-- Task prompt --
In the entries that follow, the line with "Look at the image and identify where the chair seat" opens the range and the line with "Look at the image and identify where the dresser" closes it; repeat that range exactly, both lines included.

Entries taken from a collection:
*** Begin section ***
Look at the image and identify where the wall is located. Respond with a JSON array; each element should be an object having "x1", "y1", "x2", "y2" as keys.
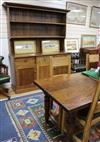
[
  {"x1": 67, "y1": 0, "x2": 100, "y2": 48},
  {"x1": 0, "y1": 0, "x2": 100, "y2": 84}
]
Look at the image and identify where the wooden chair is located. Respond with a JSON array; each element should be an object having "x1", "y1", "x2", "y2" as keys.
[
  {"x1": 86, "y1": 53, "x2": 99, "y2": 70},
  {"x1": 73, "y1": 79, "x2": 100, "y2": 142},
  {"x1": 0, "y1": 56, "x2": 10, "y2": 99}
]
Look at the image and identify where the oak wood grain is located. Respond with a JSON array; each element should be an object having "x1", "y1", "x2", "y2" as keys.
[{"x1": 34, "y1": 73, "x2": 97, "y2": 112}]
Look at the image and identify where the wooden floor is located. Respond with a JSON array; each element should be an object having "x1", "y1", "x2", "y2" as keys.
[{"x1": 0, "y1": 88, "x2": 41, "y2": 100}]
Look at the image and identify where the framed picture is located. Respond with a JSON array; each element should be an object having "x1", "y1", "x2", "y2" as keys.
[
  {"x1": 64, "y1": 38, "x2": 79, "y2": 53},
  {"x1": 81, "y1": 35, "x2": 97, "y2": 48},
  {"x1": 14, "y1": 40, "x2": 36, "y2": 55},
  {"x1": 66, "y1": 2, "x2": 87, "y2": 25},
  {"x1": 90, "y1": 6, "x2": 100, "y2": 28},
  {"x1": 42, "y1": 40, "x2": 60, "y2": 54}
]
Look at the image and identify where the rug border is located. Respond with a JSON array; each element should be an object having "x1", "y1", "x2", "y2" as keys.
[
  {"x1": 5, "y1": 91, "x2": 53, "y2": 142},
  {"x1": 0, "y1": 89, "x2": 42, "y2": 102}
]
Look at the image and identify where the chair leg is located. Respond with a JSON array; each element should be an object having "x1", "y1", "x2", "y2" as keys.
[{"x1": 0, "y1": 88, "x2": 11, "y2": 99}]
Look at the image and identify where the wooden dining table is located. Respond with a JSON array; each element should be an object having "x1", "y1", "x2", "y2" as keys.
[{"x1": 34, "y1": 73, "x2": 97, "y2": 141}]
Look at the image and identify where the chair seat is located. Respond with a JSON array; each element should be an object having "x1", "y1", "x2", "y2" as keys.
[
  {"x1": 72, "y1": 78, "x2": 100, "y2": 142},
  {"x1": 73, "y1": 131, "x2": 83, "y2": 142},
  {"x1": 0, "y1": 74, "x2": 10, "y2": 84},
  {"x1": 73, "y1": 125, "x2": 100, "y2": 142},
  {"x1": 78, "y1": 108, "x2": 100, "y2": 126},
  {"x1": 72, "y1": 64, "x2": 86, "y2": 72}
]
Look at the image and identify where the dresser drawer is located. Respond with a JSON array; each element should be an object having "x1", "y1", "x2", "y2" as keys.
*** End section ***
*** Begin section ***
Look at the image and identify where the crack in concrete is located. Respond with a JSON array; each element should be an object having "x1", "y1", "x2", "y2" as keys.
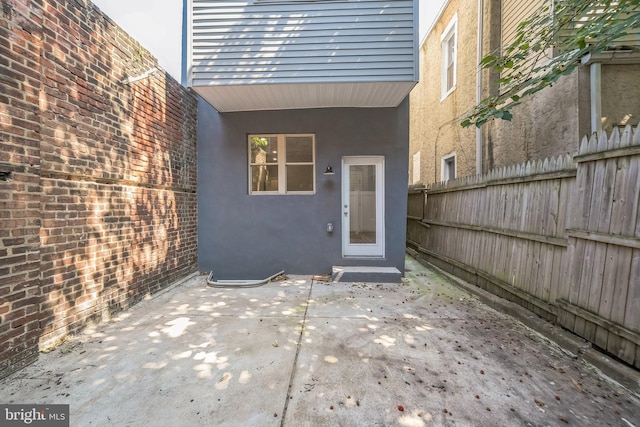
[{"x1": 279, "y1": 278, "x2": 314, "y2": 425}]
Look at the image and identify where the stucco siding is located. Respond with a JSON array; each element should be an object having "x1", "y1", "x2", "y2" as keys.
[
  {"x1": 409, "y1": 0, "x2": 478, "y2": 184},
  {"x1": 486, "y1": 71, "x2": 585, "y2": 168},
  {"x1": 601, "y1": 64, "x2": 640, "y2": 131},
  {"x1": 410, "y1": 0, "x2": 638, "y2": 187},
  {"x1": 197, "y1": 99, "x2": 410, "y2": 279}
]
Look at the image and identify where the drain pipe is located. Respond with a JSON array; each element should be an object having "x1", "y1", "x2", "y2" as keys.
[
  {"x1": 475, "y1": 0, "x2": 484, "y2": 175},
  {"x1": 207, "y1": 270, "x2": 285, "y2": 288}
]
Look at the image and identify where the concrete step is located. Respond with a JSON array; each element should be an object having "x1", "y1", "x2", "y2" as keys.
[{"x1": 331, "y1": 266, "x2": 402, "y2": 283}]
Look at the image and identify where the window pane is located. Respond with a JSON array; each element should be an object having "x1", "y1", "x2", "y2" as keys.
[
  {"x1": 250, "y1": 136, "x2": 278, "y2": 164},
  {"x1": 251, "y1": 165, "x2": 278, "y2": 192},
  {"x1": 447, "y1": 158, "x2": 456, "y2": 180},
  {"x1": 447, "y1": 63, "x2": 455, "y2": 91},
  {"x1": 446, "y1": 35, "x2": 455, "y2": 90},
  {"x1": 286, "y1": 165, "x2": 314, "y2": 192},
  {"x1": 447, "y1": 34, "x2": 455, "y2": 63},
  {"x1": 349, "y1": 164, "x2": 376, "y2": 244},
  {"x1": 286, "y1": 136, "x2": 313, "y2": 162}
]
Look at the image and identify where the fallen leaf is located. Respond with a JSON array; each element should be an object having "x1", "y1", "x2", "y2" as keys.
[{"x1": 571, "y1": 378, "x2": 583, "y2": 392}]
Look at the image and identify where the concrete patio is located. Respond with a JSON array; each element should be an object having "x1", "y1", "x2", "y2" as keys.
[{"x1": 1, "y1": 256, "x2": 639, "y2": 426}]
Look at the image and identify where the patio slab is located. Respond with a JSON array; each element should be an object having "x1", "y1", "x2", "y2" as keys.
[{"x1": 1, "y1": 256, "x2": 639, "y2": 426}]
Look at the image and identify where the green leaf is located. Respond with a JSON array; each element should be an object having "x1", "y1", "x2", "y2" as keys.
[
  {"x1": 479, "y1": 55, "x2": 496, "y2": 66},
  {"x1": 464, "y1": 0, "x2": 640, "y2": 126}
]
*** End section ***
-- Completed task --
Look at the image and identify where the chair seat is located. Respond with a JSON array; each element should be an object having "x1", "y1", "x2", "y2" as keys.
[
  {"x1": 72, "y1": 78, "x2": 100, "y2": 142},
  {"x1": 73, "y1": 131, "x2": 83, "y2": 142},
  {"x1": 0, "y1": 74, "x2": 10, "y2": 84},
  {"x1": 73, "y1": 125, "x2": 100, "y2": 142},
  {"x1": 78, "y1": 108, "x2": 100, "y2": 126},
  {"x1": 72, "y1": 64, "x2": 86, "y2": 72}
]
Look at the image and identify where the dresser drawer is located. Respond with a JSON array; each element should be an object having "x1", "y1", "x2", "y2" as keys.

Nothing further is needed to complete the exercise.